PROBLEM TO SOLVE:
Retype each line of the records below with no changes.

RECORDS PROVIDED:
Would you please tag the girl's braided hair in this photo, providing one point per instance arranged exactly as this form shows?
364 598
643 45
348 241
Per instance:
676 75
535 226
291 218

ANSWER TO THE EXERCISE:
Would you please tag the girl's braided hair in this photo, providing one point per instance arranged exactly as this form shows?
364 598
643 45
348 241
Per instance:
676 75
535 226
291 218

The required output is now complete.